▶ _Given text_
*-*-*

# Customers car



## welder4u (Nov 30, 2010)

I built this car for one of my customers. Its a 1989 Blakely Bernardi kitcar. The car is about 95 % complete. I thought those interested might like to take a look. Tell me what you think, or ask if you have questions. 

http://www.evalbum.com/3953

http://youtu.be/c9CzQDJUR58

http://gillwelding.com/


----------



## dtbaker (Jan 5, 2008)

very cool... tell a little more about the kit costs! did the kit include frame and running gear, or is it basically everything off a mustang II except the body? Wondering why you chose two speed rather than keeping the tranny?


----------



## welder4u (Nov 30, 2010)

dtbaker said:


> very cool... tell a little more about the kit costs! did the kit include frame and running gear, or is it basically everything off a mustang II except the body? Wondering why you chose two speed rather than keeping the tranny?



My customer bought the car used, then we sold the Mustang II ICE and trans. to make room for the Transwarp 9 and the Lenco. The rearend is a 8.8 out of a Mustang GT, and I set up the 4.88 gear and posi. The Lenco has a 1.48 first and a 1.1 sec. The Lenco is a very good trans for an electric motor as you don't need a clutch to upshift or downshift. Its a blast to drive!


----------



## major (Apr 4, 2008)

welder4u said:


> My customer bought the car used, then we sold the Mustang II ICE and trans. to make room for the Transwarp 9 and the Lenco. The rearend is a 8.8 out of a Mustang GT, and I set up the 4.88 gear and posi. The Lenco has a 1.48 first and a 1.1 sec. The Lenco is a very good trans for an electric motor as you don't need a clutch to upshift or downshift. Its a blast to drive!


Hi weld,

It looks nice. Your inserts don't show up in this post. I am very interested in the use of the Lenco. I would like to see video of you shifting at speed  Also, can you provide details about the parts and cost of the Lemco installation? Can you offer the adaptors? IMO, a 2-speed EV tranny is a nice solution 

Regards,

major


----------



## dimitri (May 16, 2008)

Sorry if this sounds really dumb, I am not a mechanic or transmission expert, but why there are 2 levers on the transmission and how are they used? Also, as major said, how smooth does it shift while driving and where can it be purchased?


----------



## welder4u (Nov 30, 2010)

major said:


> Hi weld,
> 
> It looks nice. Your inserts don't show up in this post. I am very interested in the use of the Lenco. I would like to see video of you shifting at speed  Also, can you provide details about the parts and cost of the Lemco installation? Can you offer the adaptors? IMO, a 2-speed EV tranny is a nice solution
> 
> ...

*-*-*

▶ _To-do list_
A - Name every user who posted in the forum thread about the customer's kit car.
B - Duplicate the stretch of the kit car forum thread from "Sorry if this" through "it be purchased?".
C - Pick up the kit car forum thread from where it stops.
The entries that come next are from a different source than the kit car forum thread.

▶ _Data entries_
*-*-*

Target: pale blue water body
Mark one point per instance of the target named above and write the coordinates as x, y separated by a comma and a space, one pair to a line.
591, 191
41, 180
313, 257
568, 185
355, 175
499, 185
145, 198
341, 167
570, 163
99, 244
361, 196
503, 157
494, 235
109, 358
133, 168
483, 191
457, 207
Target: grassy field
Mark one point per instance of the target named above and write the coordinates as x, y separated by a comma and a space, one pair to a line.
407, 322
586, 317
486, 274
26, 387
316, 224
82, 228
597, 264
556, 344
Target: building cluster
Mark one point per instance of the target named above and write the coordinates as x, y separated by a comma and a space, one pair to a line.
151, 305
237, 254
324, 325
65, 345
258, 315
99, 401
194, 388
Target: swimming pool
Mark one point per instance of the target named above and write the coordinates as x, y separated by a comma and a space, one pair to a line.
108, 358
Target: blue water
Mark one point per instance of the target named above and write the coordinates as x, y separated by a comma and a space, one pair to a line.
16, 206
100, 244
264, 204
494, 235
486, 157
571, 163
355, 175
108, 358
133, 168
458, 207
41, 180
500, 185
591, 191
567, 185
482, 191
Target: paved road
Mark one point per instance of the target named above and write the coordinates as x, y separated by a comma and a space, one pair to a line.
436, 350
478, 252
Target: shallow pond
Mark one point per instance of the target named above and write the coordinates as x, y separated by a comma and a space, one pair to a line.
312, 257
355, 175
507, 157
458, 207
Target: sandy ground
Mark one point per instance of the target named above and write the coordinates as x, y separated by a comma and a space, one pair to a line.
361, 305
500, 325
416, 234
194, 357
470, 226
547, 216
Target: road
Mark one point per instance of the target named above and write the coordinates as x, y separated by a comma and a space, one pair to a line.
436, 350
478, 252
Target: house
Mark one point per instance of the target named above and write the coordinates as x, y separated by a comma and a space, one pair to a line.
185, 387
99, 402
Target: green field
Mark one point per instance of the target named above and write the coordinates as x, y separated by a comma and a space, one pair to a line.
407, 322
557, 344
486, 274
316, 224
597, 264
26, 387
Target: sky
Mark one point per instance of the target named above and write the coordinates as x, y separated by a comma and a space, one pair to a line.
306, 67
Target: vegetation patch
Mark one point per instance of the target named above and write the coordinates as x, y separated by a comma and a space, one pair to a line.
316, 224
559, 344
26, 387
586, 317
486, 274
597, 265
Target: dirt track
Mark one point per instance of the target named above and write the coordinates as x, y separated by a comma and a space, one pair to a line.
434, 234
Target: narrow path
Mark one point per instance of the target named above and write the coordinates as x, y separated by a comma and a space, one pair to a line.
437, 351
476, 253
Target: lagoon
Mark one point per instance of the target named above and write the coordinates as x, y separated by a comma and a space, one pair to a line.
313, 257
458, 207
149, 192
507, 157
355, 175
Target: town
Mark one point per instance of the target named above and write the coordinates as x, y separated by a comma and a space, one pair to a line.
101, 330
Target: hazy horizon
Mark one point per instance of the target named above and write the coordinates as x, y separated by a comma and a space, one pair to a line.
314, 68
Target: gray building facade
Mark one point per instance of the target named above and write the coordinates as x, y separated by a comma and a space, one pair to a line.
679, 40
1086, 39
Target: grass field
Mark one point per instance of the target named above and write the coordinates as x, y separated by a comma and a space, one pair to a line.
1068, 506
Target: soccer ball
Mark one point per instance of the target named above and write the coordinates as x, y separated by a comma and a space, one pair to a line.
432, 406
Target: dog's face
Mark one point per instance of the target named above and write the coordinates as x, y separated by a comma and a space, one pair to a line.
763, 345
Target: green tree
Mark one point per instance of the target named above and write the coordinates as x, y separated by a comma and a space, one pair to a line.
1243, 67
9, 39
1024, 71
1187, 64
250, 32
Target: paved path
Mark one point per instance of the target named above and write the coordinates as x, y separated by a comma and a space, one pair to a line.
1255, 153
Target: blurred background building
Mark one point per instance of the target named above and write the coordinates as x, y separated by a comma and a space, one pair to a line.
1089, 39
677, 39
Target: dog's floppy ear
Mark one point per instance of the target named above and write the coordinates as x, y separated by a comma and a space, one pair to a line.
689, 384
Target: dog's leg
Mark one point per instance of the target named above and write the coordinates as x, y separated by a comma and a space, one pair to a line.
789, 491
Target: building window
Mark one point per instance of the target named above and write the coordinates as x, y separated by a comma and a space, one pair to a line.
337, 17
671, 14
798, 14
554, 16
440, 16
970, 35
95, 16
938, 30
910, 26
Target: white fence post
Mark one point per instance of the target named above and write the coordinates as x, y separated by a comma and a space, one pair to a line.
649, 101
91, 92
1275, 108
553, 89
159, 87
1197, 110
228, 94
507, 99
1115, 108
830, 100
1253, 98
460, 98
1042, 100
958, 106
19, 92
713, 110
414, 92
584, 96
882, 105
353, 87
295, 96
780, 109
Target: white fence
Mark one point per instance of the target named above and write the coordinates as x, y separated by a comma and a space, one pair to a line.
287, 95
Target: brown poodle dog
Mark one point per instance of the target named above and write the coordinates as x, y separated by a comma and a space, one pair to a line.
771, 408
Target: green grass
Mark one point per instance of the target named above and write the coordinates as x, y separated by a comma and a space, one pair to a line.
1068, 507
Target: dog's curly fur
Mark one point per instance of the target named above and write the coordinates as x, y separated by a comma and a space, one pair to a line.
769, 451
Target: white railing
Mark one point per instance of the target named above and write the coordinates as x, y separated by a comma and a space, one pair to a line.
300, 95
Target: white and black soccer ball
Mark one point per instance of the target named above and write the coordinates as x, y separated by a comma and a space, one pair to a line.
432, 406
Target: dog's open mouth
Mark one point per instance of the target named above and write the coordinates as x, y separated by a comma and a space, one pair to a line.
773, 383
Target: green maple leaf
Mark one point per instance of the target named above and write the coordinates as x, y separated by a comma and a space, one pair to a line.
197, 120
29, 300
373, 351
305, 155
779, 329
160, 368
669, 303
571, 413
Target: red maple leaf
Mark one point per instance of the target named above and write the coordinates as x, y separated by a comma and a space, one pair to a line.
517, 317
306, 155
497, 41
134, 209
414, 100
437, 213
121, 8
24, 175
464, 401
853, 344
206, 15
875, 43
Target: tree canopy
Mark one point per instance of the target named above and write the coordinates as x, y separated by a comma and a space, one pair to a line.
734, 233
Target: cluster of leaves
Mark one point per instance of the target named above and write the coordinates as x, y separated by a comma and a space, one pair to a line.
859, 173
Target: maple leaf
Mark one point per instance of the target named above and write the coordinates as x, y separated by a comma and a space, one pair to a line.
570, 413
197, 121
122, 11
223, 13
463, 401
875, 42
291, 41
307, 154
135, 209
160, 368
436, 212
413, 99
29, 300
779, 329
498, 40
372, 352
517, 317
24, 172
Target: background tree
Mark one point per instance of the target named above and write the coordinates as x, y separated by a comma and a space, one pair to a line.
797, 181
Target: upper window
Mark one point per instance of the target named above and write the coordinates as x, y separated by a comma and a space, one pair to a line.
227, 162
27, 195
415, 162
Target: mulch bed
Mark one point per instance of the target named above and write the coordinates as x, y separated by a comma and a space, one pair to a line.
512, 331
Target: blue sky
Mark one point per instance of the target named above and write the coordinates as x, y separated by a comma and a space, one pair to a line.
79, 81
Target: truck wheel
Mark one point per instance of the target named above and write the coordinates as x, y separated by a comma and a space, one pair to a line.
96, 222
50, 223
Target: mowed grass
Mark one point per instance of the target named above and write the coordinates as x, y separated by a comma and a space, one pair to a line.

*-*-*

▶ _Expected outputs_
A - welder4u, dtbaker, major, dimitri

B -
Sorry if this sounds really dumb, I am not a mechanic or transmission expert, but why there are 2 levers on the transmission and how are they used? Also, as major said, how smooth does it shift while driving and where can it be purchased?

C -
Thanks for all the compliments. I'll work on the picture inserts thing. The Lenco is a ST1200 2spd and comes with reverser and shifters also your choice of input shaft. The one in this project is custom to my adapter setup. I will be selling the adapter very soon, as a matter of fact I have two ready to go right now, but were still testing it to make sure its a good product. I'm going to try to keep the adapter price as low as I can so as to keep people happy but still make a profit. Last year a Lenco ST1200 2spd with reverser and shifters was $3100 shipped to your door. 

I will offer the adapter/coupler package on my website very soon. Ill send yall some pictures when I figure how to navigate this site.


----------



## welder4u (Nov 30, 2010)

dimitri said:


> Sorry if this sounds really dumb, I am not a mechanic or transmission expert, but why there are 2 levers on the transmission and how are they used? Also, as major said, how smooth does it shift while driving and where can it be purchased?


No Dimitri it does not sound dumb at all. In fact it makes allot of ppl ask the same question. The small shifter is for the reverser section and it controls forward, neutral and reverse. The large shifter controls first to second gear up shift or downshift. It shifts smooth as silk, and the smoothness is adjustable. You can add sections to have a 3, 4 or 5spd. Also airshifted as triggered by a solenoid.

One more thing...the reason we went with the Transwarp is that splines are superior to key ways in terms of strength. 

http://www.lencoracing.com/


----------



## GerhardRP (Nov 17, 2009)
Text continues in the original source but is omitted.